(Dataset records)
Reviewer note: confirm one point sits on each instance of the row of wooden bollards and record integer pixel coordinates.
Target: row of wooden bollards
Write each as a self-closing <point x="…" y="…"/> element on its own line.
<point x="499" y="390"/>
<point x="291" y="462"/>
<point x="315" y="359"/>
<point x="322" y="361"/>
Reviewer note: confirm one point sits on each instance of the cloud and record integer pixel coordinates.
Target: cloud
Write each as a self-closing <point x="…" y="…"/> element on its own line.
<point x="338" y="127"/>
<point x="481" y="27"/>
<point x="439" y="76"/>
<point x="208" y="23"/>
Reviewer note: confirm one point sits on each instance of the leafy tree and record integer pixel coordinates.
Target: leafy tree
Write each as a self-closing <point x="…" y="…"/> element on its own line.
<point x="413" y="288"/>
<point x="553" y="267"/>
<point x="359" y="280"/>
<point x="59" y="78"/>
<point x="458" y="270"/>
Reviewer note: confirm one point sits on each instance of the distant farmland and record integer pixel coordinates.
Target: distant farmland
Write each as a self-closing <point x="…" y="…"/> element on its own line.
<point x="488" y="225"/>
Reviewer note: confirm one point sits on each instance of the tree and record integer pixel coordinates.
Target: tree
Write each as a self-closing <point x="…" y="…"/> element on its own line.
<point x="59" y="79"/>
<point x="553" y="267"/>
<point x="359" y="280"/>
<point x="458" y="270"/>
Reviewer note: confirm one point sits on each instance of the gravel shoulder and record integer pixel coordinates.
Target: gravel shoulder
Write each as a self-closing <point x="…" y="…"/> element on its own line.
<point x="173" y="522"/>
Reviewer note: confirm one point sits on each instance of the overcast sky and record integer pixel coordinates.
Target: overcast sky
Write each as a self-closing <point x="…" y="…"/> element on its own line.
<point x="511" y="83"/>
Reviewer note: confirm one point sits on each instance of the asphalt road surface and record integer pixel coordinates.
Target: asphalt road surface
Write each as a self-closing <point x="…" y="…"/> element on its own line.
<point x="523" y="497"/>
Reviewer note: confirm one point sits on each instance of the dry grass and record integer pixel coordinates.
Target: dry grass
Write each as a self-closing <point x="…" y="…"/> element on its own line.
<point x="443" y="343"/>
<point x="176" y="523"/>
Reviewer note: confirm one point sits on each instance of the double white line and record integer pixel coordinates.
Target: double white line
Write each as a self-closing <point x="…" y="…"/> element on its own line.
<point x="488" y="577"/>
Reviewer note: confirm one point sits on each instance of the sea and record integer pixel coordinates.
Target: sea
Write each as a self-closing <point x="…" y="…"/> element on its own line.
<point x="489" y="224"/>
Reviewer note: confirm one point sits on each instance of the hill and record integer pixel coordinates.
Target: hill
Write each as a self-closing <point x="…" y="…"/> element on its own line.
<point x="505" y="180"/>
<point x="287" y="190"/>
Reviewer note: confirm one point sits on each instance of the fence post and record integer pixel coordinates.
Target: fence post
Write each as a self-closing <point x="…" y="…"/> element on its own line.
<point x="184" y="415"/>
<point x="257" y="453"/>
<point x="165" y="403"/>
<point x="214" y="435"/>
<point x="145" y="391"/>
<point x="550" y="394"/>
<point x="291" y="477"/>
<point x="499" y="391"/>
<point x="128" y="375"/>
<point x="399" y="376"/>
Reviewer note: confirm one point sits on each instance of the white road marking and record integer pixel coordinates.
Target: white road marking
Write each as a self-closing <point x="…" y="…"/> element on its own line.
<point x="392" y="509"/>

* **Directive**:
Rewrite the lines above, replacing every "Reviewer note" with "Annotator note" and leaving everything else unchanged.

* **Response**:
Annotator note: confirm one point sits on each instance of the row of wooden bollards and record integer pixel coordinates.
Target: row of wooden bollards
Write each as a self-closing <point x="…" y="…"/> element on its own line.
<point x="499" y="390"/>
<point x="291" y="462"/>
<point x="315" y="359"/>
<point x="322" y="361"/>
Annotator note: confirm one point sits on each instance of the cloud and record integer pixel coordinates.
Target: cloud
Write each as a self-closing <point x="…" y="…"/> element on its own line.
<point x="338" y="127"/>
<point x="481" y="27"/>
<point x="439" y="76"/>
<point x="208" y="23"/>
Annotator note: confirm one point sits on each instance of the leafy tree and record integer pixel coordinates.
Target: leafy tree
Write each as a self-closing <point x="…" y="…"/> element on its own line.
<point x="413" y="288"/>
<point x="553" y="267"/>
<point x="359" y="280"/>
<point x="59" y="78"/>
<point x="458" y="270"/>
Annotator note: confirm one point sits on each instance of the distant farmland and record integer pixel coordinates.
Target: distant farmland
Write each as a self-closing <point x="…" y="…"/> element on its own line.
<point x="488" y="225"/>
Annotator note: confirm one point sits on each instance of the tree and record integer pixel coordinates.
Target: tree
Write each as a self-closing <point x="…" y="…"/> element on its own line.
<point x="59" y="79"/>
<point x="553" y="267"/>
<point x="359" y="280"/>
<point x="458" y="270"/>
Annotator note: confirm one point sits on each instance of the gravel shoulder and record integer pixel coordinates.
Target: gravel shoulder
Write each as a self-closing <point x="…" y="…"/> element on its own line.
<point x="173" y="522"/>
Annotator note: confirm one point sits on each instance of the overcast sky and record integer pixel coordinates.
Target: overcast sky
Write each as a self-closing <point x="…" y="…"/> element on its own line.
<point x="511" y="83"/>
Annotator note: confirm one point sits on each instance of the asphalt road surface and record integer pixel coordinates.
Target: asphalt road surface
Write each as a self-closing <point x="…" y="…"/> element on its own line.
<point x="523" y="497"/>
Annotator note: confirm one point sits on each instance of the dry grass and record integer pixel coordinates.
Target: dry grass
Write each as a self-closing <point x="…" y="…"/> element on its own line.
<point x="443" y="343"/>
<point x="176" y="523"/>
Annotator note: confirm one point sits on each instance of the double white line and record integer pixel coordinates.
Target: double white line
Write each as a self-closing <point x="…" y="…"/> element on its own line.
<point x="488" y="577"/>
Annotator note: confirm one point sits on each instance of the sea and record integer pixel coordinates.
Target: sea
Write each as a self-closing <point x="…" y="…"/> element on its own line.
<point x="489" y="224"/>
Annotator note: confirm one point sits on each instance of the hill and record integer pixel coordinates.
Target: hill
Write each as a self-closing <point x="…" y="…"/> element on its own line.
<point x="505" y="180"/>
<point x="287" y="190"/>
Annotator note: confirm one point sits on each instance of the fence post and record integer pixel coordinates.
Target: fence post
Write each as a self-closing <point x="…" y="…"/> element on its own line.
<point x="184" y="415"/>
<point x="257" y="453"/>
<point x="165" y="403"/>
<point x="214" y="435"/>
<point x="145" y="391"/>
<point x="550" y="394"/>
<point x="291" y="477"/>
<point x="499" y="391"/>
<point x="128" y="375"/>
<point x="399" y="376"/>
Annotator note: confirm one point sits on each instance of the white road marking and record integer pixel coordinates.
Target: white road marking
Write each as a self-closing <point x="…" y="…"/> element on its own line.
<point x="392" y="509"/>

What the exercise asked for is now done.